### Exercise description
First find the line containing "x=211, y=112" in the data, then set it down exactly along with every line after it, through the last.

··· Recorded data

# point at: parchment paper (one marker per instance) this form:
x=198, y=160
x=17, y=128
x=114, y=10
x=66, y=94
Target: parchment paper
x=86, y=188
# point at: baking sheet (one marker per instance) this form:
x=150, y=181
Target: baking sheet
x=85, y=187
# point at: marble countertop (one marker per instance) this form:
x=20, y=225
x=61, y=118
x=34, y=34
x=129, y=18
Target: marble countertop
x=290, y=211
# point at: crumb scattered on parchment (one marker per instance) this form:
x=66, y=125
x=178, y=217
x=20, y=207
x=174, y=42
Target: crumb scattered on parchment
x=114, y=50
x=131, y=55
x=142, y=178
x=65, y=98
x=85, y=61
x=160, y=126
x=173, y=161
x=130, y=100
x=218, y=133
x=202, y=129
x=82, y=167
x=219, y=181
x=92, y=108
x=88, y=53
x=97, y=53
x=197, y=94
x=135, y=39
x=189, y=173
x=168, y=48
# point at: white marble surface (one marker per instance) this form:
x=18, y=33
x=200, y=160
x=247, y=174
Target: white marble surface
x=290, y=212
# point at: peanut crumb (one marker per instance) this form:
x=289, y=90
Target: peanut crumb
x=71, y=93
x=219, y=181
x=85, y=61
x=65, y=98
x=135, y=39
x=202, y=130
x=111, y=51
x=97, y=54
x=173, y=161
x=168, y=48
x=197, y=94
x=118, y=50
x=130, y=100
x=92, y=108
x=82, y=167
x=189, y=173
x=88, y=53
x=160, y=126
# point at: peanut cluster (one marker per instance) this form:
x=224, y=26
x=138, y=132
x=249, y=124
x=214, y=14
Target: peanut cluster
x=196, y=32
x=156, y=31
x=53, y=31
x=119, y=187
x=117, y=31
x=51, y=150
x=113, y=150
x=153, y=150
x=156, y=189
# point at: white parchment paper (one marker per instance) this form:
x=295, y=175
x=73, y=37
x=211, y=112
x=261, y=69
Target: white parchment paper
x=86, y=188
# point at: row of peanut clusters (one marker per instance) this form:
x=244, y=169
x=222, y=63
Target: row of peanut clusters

······

### Result of the task
x=211, y=112
x=261, y=69
Target: white parchment paper
x=86, y=188
# point at: row of peanut clusters (one marker per instance) this form:
x=244, y=169
x=222, y=63
Target: row of peanut clusters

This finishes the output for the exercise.